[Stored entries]
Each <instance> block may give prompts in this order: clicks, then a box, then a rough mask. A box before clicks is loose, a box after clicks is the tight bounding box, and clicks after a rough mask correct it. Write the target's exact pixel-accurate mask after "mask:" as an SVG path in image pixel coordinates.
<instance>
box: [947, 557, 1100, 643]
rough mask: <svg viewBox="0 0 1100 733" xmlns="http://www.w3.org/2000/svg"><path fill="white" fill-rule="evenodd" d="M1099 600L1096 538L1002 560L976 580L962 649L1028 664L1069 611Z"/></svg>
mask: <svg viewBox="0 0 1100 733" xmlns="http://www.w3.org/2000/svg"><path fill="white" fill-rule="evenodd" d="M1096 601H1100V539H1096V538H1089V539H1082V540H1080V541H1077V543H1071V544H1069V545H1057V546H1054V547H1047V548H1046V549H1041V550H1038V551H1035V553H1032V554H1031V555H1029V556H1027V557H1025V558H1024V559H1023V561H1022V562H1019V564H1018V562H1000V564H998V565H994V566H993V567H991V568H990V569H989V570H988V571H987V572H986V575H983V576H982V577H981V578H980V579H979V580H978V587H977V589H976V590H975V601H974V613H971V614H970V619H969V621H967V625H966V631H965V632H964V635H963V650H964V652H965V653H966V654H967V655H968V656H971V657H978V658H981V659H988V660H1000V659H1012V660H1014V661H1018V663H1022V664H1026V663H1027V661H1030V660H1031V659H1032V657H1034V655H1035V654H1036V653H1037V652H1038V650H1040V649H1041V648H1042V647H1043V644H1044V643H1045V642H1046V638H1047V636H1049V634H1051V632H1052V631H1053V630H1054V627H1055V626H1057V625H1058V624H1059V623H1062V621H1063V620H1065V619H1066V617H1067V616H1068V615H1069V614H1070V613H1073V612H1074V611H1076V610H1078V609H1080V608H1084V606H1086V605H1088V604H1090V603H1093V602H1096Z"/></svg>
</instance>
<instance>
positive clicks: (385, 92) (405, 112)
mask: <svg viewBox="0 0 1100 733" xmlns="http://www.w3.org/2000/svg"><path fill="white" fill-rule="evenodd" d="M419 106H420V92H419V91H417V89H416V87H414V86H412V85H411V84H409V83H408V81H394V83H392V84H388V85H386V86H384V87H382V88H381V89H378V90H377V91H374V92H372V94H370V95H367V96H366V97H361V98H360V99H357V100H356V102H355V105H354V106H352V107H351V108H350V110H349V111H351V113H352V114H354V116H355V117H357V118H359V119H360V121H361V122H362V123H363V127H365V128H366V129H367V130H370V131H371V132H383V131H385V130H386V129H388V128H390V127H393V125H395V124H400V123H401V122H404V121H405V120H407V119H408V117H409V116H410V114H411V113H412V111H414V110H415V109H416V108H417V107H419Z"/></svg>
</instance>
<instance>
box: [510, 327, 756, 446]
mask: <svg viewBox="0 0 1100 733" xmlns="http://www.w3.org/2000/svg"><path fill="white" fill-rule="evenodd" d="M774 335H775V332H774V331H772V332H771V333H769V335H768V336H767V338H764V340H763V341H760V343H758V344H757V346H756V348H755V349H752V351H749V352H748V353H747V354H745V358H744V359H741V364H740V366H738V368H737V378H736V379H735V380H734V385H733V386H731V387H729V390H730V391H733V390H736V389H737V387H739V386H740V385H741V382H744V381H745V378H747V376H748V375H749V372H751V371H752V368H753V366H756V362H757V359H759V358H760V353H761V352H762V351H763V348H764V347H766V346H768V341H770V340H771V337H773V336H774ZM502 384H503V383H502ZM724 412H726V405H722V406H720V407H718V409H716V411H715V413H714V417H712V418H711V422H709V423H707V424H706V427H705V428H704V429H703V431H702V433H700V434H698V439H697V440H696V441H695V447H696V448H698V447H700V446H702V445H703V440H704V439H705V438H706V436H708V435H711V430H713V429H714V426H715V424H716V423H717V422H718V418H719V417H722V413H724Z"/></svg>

## ACTIVITY
Can you edit the listing above so that every "rough mask" becomes "coarse mask" and nothing else changes?

## SOLUTION
Each <instance> block may give prompts in this order: clicks, then a box, then a coarse mask. A box before clicks is loose, a box after clicks is the tight bounding box, and clicks after a coarse mask correct it. Write the target's exact pixel-accurate mask after "mask:" as an SVG path in image pixel coordinates.
<instance>
box: [947, 557, 1100, 643]
coarse mask: <svg viewBox="0 0 1100 733" xmlns="http://www.w3.org/2000/svg"><path fill="white" fill-rule="evenodd" d="M1099 600L1096 538L1002 560L976 580L962 649L1028 664L1069 611Z"/></svg>
mask: <svg viewBox="0 0 1100 733" xmlns="http://www.w3.org/2000/svg"><path fill="white" fill-rule="evenodd" d="M1096 601H1100V539H1096V538H1089V539H1082V540H1080V541H1077V543H1071V544H1069V545H1057V546H1054V547H1047V548H1046V549H1041V550H1038V551H1035V553H1032V554H1031V555H1029V556H1027V557H1025V558H1024V559H1023V561H1022V562H1019V564H1018V562H1000V564H998V565H994V566H993V567H991V568H990V569H989V570H988V571H987V572H986V575H983V576H982V577H981V578H980V579H979V580H978V587H977V589H976V590H975V601H974V613H971V614H970V619H969V621H967V625H966V631H965V632H964V635H963V650H964V652H965V653H966V654H967V655H968V656H971V657H978V658H981V659H988V660H1000V659H1012V660H1014V661H1018V663H1022V664H1026V663H1027V661H1030V660H1031V659H1032V657H1034V655H1035V654H1036V653H1037V652H1038V650H1040V649H1041V648H1042V647H1043V644H1044V643H1045V642H1046V638H1047V636H1049V634H1051V632H1052V631H1053V630H1054V627H1055V626H1057V625H1058V624H1059V623H1062V621H1063V620H1065V619H1066V617H1067V616H1068V615H1069V614H1070V613H1073V612H1074V611H1076V610H1078V609H1080V608H1084V606H1086V605H1088V604H1090V603H1093V602H1096Z"/></svg>
</instance>
<instance>
positive clicks: (385, 92) (405, 112)
mask: <svg viewBox="0 0 1100 733" xmlns="http://www.w3.org/2000/svg"><path fill="white" fill-rule="evenodd" d="M419 106H420V92H419V91H417V89H416V87H414V86H412V85H411V84H409V83H408V81H394V83H392V84H388V85H386V86H384V87H382V88H381V89H378V90H377V91H374V92H372V94H370V95H367V96H366V97H361V98H360V99H357V100H356V102H355V105H354V106H352V107H351V108H350V110H349V111H351V113H352V114H354V116H355V117H357V118H359V119H360V121H361V122H362V123H363V127H365V128H366V129H367V130H370V131H371V132H383V131H385V130H386V129H388V128H390V127H393V125H395V124H400V123H401V122H404V121H405V120H407V119H408V117H409V116H410V114H411V113H412V111H414V110H415V109H416V108H417V107H419Z"/></svg>
</instance>
<instance>
box: [510, 327, 756, 446]
mask: <svg viewBox="0 0 1100 733" xmlns="http://www.w3.org/2000/svg"><path fill="white" fill-rule="evenodd" d="M774 335H775V332H774V331H772V332H771V333H769V335H768V336H767V338H764V340H763V341H760V343H758V344H757V346H756V348H755V349H752V351H749V352H748V353H747V354H745V358H744V359H741V364H740V366H738V368H737V378H736V379H735V380H734V385H733V386H731V387H729V390H730V391H733V390H736V389H737V387H739V386H740V385H741V382H744V381H745V378H747V376H748V375H749V372H751V371H752V368H753V366H756V362H757V359H759V358H760V353H761V352H762V351H763V348H764V347H766V346H768V341H770V340H771V337H773V336H774ZM502 384H503V383H502ZM724 412H726V405H722V406H720V407H718V409H716V411H715V413H714V417H712V418H711V422H709V423H707V424H706V427H705V428H704V429H703V431H702V433H700V434H698V439H697V440H696V441H695V447H696V448H698V447H700V446H702V445H703V440H704V439H705V438H706V436H708V435H711V430H713V429H714V426H715V424H716V423H717V422H718V418H719V417H722V413H724Z"/></svg>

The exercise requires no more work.